Task: Using the text below about the University of Virginia's electrochemistry center, decide whether each statement agrees with it. Answer yes or no, and quote the words that settle it: (a) CIT named the center a Technology Development Center in 1974. (b) Making chlorine and aluminum by electrochemical means uses over 5 percent of the electrical power generated in the United States. (c) Some undergraduates take part in the center's research as research assistants.

The Center for Electrochemical Science and Engineering (CESE) at the University of Virginia is built on the foundation of the Applied Electrochemistry Laboratories, a highly successful organized research unit since 1974. In 1986, the Virginia Center for Innovative Technology (CIT) identified CESE as a Technology Development Center. CESE is a multi-disciplinary research effort which includes activities in the Departments of Materials Science and Engineering and Chemical Engineering, as well as interactions with Electrical Engineering, Computer Science, and Physics. It is one of the nation's leading research centers of its kind.
CESE addresses a technologically critical field. It encompasses the broad field of electrochemical science and engineering which affects the performance and reliability of most products manufactured in the world today.
Corrosion, an electrochemical process, has a massive economic impact. Studies show that the annual cost of corrosion to the U.S. economy is on the order of $200 billion. Everyday examples include the corrosion of reinforcing bars in concrete for bridges and roadways as well as deterioration of metal structures in chemical and nuclear plants. Corrosion also has an impact in electric power generation, heat exchangers for refrigeration, shipping industries, food processing, transportation, packaging and assembly of electronic components, space exploration, and national defense.
Electrochemical reactions and phenomena are utilized in the purification and refining of metals, in the electrolytic production of commodity chemicals, in the conversion of chemical energy to electrical power in batteries and fuel cells, in the processing of materials for microelectronic devices, and in the use of electrodes to sense or monitor chemical species, and evaluate structural damage. Electrochemical operations encompass 1/9 of the American chemical process industry. Electrochemical production of chlorine and aluminum in themselves consume over 5 percent of the electrical power generated in the United States.
A major aspect of the Center is its graduate education function. Masters and doctoral degree programs are an integral part of the Center's research effort to provide graduate engineers with skills required to address the needs of industry. Select undergraduates are invited to become involved in Center research programs as research assistants. The research work performed often serves as the basis for the senior thesis required of U.Va. engineering students.
Support for the establishment of the Center for Electrochemical Science and Engineering has been provided by CIT, as well as industrial and federal grants. In addition, the School of Engineering and Applied Science has committed funding and space to the Center.

Extracted entries:
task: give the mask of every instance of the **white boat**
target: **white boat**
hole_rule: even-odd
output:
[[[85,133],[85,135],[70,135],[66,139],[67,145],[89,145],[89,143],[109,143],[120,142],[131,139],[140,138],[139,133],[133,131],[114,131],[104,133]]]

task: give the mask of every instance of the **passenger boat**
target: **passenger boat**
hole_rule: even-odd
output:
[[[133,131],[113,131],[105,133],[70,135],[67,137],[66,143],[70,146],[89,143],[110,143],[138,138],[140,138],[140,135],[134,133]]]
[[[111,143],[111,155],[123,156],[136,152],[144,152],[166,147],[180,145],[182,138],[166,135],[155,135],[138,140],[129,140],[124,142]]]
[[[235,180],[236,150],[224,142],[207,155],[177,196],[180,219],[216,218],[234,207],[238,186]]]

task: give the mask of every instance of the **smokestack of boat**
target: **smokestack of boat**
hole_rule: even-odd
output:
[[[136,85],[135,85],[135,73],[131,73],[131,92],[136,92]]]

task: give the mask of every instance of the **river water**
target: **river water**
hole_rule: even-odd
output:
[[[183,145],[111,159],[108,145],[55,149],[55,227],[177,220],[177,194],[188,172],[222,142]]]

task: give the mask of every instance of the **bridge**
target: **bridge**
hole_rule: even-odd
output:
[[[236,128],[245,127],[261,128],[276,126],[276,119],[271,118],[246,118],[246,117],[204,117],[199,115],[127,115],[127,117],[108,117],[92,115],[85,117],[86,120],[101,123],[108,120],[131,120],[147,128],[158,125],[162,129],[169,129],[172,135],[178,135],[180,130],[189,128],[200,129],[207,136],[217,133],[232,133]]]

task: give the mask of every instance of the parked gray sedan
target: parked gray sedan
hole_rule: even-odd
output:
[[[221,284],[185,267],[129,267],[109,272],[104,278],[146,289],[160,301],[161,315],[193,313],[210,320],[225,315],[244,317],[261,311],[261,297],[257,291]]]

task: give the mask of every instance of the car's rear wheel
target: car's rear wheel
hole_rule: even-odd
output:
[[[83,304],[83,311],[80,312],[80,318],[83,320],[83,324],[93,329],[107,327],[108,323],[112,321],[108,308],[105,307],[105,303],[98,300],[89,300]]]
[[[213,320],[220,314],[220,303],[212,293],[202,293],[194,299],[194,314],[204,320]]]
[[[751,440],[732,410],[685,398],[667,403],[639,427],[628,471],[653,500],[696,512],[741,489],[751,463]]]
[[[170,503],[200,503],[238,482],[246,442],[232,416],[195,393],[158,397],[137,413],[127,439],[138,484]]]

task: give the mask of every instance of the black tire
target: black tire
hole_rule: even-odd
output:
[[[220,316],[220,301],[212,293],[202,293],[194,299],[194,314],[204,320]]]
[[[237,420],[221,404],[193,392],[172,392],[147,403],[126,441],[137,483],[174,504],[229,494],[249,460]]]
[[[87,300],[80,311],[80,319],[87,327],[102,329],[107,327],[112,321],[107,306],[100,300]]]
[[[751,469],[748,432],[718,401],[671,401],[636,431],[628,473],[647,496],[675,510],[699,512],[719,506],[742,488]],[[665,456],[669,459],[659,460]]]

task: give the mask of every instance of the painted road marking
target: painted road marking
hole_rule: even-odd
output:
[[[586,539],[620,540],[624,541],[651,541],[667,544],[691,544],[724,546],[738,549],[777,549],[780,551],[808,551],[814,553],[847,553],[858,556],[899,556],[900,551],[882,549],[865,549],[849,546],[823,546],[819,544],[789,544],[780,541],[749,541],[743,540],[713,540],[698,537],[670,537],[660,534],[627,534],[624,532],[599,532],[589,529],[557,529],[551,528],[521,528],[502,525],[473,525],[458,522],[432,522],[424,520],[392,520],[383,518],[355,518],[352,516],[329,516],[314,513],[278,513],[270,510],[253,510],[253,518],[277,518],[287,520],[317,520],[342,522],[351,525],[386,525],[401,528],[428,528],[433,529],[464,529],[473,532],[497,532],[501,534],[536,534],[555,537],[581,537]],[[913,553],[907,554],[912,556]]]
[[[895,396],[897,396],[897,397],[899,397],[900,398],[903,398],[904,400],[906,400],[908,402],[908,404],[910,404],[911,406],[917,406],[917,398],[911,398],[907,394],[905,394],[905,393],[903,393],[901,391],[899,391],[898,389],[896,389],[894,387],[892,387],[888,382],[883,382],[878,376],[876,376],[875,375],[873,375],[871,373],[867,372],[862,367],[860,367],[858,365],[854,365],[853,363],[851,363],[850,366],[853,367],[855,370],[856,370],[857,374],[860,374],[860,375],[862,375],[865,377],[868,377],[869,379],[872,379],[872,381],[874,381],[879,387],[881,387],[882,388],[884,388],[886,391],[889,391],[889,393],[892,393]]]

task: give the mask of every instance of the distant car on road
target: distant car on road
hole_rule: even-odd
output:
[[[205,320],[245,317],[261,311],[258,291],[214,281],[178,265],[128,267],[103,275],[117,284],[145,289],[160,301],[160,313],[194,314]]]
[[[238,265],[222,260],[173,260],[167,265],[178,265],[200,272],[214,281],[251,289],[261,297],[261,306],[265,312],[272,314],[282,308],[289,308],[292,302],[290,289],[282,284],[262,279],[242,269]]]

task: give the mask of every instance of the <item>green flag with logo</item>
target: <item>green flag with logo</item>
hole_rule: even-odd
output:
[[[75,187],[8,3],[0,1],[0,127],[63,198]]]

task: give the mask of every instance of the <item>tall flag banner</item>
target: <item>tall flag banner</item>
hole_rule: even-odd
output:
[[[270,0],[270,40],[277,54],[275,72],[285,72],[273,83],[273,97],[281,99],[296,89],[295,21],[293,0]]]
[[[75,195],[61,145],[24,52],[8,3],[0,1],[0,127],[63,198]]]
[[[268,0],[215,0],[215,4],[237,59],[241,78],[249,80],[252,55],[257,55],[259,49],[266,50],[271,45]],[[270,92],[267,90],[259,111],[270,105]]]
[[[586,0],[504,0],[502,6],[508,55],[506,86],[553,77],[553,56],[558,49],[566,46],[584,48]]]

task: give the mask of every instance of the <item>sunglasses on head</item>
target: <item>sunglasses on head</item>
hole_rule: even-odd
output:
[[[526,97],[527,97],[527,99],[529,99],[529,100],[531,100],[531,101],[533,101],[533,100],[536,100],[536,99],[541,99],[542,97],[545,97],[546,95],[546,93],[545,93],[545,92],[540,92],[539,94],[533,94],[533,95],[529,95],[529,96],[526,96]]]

Task solution:
(a) No: "In 1986, the Virginia Center for Innovative Technology (CIT) identified CESE as a Technology Development Center."
(b) Yes: "Electrochemical production of chlorine and aluminum in themselves consume over 5 percent of the electrical power generated in the United States."
(c) Yes: "Select undergraduates are invited to become involved in Center research programs as research assistants."